Given exercise:
Could you repeat the records from their start up to and including the line with "146 169 L 134", switching "blue sky" to "open sky" and keeping everything else unchanged? Leave the pictures out.

Materials provided:
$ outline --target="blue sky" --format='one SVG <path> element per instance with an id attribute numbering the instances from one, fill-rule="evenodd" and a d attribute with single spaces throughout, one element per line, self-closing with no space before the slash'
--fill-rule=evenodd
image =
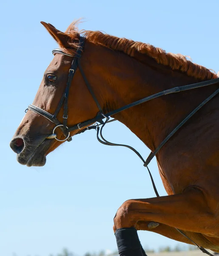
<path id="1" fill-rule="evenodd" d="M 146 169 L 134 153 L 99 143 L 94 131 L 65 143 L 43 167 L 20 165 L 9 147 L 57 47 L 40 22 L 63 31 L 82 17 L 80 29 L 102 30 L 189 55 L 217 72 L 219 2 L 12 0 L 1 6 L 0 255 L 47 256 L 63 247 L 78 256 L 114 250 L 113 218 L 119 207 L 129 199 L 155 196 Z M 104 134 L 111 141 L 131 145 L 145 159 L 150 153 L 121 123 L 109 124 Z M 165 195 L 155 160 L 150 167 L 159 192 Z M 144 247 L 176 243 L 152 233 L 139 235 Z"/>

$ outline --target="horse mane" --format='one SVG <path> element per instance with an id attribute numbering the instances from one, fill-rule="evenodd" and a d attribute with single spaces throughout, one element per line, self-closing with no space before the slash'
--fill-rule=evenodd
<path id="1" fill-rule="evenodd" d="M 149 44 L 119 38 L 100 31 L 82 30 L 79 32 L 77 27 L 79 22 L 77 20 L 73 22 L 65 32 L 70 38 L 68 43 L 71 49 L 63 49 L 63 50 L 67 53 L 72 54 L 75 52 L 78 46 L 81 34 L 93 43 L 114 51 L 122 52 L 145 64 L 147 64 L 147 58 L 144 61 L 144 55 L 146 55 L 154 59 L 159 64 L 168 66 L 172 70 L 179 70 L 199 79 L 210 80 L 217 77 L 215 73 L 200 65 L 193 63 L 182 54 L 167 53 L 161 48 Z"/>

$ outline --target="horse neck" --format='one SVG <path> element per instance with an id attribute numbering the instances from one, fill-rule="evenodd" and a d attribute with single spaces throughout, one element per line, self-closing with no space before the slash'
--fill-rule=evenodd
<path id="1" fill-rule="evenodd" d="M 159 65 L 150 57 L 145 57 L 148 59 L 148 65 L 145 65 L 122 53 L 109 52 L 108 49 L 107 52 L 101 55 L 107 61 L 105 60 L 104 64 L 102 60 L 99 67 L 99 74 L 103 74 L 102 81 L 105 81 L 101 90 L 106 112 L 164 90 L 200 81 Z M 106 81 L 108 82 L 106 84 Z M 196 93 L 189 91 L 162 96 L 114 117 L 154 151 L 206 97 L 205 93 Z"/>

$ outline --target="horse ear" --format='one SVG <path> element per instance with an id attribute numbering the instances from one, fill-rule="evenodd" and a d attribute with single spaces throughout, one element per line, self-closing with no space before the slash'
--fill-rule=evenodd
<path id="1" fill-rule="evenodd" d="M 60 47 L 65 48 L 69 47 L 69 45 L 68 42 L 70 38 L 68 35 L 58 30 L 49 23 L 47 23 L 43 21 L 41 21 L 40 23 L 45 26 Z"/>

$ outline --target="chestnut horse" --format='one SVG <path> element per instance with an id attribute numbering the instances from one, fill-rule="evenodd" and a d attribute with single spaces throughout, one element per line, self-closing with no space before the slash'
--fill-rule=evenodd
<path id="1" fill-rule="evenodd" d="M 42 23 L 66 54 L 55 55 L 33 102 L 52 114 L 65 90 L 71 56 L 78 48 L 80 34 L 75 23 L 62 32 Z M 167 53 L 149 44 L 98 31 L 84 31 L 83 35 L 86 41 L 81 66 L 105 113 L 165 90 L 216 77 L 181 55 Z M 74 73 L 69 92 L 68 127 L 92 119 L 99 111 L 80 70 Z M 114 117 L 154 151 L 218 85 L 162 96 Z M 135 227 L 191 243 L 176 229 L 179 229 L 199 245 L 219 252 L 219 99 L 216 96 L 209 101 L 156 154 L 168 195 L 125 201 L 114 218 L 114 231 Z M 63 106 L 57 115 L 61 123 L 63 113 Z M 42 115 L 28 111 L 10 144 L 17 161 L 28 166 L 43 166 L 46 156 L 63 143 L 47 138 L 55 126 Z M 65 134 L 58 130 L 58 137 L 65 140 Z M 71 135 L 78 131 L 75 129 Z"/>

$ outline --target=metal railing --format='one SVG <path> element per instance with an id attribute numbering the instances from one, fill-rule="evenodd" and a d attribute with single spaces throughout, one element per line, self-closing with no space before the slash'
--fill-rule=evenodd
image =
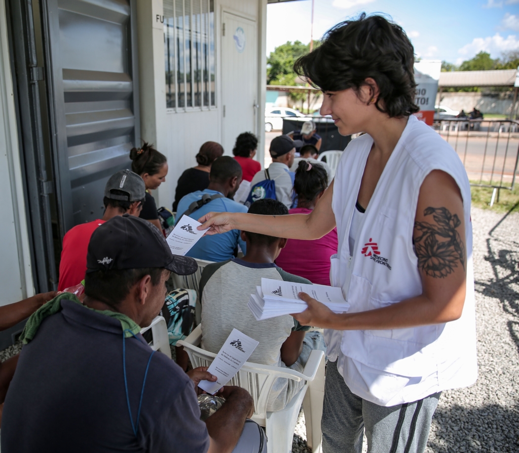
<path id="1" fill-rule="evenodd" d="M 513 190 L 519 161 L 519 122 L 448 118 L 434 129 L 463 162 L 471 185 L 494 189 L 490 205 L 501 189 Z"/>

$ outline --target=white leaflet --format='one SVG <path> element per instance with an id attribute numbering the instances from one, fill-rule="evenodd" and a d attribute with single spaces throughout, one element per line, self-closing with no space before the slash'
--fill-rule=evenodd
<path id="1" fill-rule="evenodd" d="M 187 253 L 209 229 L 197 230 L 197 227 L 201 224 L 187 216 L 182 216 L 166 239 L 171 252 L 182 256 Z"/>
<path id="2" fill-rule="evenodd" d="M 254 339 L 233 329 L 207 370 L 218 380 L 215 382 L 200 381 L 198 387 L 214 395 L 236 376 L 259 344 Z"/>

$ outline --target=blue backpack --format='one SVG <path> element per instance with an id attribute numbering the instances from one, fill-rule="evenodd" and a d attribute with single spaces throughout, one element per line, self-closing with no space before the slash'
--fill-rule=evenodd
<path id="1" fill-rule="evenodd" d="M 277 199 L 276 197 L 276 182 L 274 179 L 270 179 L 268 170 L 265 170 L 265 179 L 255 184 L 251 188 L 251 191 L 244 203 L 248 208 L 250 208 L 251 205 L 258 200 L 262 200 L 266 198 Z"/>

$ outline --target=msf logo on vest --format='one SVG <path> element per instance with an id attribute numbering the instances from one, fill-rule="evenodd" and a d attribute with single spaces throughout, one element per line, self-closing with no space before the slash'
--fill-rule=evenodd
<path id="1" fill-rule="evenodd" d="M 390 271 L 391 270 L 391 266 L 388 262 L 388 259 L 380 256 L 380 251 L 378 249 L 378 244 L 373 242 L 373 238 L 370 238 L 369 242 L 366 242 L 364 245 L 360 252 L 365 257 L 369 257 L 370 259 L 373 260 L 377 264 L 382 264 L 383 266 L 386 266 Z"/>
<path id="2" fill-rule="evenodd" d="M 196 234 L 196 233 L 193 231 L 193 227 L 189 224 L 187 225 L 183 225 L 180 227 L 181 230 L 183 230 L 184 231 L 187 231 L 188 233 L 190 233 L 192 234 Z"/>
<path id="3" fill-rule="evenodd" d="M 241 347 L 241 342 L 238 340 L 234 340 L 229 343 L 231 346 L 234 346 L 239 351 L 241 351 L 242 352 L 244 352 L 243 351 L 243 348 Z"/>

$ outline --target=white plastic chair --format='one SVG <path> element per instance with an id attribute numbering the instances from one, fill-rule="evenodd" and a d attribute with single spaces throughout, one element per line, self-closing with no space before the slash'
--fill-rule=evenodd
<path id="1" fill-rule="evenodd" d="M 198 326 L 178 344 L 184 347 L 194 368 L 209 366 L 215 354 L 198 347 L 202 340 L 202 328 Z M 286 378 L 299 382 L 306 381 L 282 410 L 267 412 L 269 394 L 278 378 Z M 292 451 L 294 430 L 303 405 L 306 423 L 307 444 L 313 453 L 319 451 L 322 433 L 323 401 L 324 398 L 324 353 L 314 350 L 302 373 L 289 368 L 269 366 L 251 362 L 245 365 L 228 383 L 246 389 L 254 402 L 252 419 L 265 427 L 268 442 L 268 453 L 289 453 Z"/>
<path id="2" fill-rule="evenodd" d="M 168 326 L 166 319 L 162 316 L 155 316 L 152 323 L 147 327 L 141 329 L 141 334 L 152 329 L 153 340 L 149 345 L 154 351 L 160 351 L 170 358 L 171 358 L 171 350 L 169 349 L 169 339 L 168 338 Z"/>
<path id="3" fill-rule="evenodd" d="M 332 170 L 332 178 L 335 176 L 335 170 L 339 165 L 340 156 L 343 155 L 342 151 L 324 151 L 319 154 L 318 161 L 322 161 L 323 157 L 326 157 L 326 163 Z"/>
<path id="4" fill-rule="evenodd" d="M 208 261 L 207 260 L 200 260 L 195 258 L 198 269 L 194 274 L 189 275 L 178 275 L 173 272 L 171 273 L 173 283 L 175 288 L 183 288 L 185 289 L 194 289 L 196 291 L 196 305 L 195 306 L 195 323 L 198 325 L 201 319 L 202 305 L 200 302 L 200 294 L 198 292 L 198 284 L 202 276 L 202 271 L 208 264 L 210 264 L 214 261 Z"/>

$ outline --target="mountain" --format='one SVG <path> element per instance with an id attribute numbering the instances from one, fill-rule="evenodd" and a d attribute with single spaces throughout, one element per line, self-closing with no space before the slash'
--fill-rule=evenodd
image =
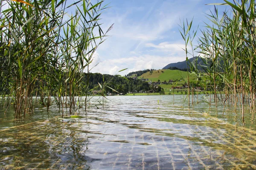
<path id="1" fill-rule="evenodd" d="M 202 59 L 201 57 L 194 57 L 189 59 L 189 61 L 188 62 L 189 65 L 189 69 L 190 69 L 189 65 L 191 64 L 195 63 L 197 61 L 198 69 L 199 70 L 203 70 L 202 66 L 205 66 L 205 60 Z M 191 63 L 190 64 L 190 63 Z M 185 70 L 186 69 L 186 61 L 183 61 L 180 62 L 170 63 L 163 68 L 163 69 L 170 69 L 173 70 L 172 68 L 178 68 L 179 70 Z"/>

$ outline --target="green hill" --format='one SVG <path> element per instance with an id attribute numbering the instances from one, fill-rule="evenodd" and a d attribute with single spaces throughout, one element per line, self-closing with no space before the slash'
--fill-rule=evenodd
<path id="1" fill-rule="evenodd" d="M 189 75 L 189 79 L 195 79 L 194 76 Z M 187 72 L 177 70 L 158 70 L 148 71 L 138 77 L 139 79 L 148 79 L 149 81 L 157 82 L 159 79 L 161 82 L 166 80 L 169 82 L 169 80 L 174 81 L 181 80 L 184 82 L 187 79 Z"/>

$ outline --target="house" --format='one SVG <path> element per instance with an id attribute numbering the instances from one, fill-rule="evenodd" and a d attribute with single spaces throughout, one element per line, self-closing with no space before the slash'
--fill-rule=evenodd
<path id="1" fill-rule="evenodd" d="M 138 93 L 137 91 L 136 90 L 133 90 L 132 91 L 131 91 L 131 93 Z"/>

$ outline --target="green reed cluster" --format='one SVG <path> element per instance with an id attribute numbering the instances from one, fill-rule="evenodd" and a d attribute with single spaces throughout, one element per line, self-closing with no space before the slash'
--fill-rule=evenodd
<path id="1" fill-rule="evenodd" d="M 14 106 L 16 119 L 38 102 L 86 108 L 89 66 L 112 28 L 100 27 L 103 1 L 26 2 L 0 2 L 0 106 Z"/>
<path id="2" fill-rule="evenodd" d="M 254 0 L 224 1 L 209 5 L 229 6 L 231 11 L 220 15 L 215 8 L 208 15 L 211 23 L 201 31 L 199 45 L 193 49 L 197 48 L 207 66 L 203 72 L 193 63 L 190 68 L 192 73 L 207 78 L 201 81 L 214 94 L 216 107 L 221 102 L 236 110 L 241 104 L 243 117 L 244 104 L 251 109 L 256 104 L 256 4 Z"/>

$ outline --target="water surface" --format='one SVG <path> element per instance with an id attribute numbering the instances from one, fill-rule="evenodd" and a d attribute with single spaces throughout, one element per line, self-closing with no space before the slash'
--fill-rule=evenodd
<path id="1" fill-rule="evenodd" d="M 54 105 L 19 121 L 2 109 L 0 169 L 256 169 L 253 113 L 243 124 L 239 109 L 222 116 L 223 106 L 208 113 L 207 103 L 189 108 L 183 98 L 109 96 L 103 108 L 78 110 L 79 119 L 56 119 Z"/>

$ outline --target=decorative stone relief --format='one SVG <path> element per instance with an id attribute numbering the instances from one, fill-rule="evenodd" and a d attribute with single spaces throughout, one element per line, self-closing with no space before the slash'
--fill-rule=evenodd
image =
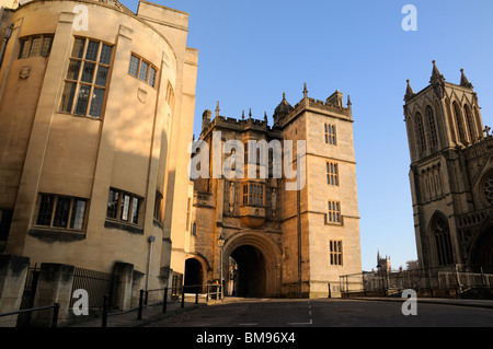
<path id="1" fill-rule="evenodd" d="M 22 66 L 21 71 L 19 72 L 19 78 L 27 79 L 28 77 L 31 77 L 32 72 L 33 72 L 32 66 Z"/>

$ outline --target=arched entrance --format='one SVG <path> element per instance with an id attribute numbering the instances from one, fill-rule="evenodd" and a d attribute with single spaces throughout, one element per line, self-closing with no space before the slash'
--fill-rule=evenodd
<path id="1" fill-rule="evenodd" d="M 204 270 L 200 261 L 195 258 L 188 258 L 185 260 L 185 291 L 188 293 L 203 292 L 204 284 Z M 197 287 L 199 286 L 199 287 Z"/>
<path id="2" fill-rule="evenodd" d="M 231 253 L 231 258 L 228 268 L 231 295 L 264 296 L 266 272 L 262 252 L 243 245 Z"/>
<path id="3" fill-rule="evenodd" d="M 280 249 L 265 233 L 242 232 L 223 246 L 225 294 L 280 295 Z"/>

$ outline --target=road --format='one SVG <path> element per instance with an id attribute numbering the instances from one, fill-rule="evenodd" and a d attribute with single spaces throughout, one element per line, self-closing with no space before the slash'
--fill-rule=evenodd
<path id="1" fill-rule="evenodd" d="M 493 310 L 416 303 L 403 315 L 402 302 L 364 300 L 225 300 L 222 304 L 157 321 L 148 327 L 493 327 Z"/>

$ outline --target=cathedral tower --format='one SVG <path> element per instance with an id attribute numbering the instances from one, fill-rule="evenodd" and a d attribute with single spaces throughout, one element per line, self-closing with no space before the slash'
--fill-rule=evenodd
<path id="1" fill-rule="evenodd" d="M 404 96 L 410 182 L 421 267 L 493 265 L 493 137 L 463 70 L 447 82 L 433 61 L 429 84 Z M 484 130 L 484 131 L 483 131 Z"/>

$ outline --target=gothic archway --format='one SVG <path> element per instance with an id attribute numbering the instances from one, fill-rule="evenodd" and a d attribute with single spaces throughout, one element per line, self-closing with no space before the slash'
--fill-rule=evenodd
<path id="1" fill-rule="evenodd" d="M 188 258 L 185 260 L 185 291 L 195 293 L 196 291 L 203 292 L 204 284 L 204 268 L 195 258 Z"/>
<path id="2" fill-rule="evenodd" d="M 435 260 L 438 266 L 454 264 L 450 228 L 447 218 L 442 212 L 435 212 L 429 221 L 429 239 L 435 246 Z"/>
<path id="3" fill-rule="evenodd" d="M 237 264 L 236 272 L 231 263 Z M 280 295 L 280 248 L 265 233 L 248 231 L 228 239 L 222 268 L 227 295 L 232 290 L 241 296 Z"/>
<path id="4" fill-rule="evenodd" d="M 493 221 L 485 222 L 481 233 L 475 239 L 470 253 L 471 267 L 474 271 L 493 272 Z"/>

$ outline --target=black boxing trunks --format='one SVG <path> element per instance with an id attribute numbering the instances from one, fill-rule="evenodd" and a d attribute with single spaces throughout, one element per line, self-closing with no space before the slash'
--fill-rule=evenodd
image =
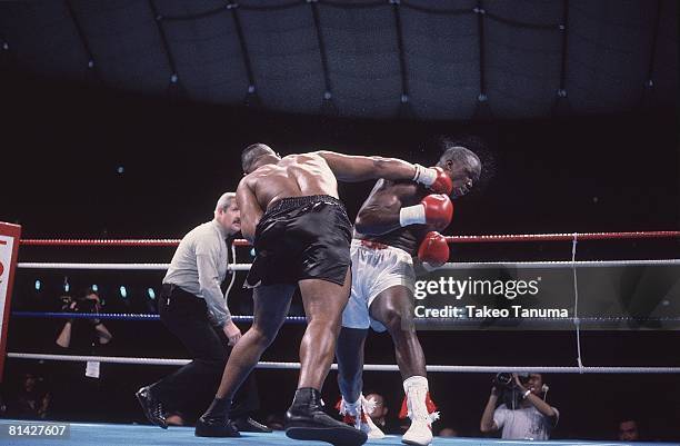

Answer below:
$ outline --target="open sky" --format='one SVG <path> element per instance with an id attribute numbering the instances from one, fill-rule="evenodd" and a d attribute with single spaces throughout, one element per line, self-closing with no space before the slash'
--fill-rule=evenodd
image =
<path id="1" fill-rule="evenodd" d="M 146 169 L 134 153 L 99 143 L 94 131 L 65 143 L 43 167 L 20 165 L 9 147 L 57 47 L 40 22 L 63 31 L 82 17 L 80 29 L 102 30 L 189 55 L 217 72 L 219 2 L 12 0 L 1 6 L 0 255 L 47 256 L 63 247 L 78 256 L 114 250 L 113 218 L 119 207 L 129 199 L 155 196 Z M 104 134 L 111 141 L 131 145 L 145 159 L 150 153 L 121 123 L 109 124 Z M 165 195 L 155 160 L 150 167 L 159 192 Z M 144 247 L 176 243 L 152 233 L 139 235 Z"/>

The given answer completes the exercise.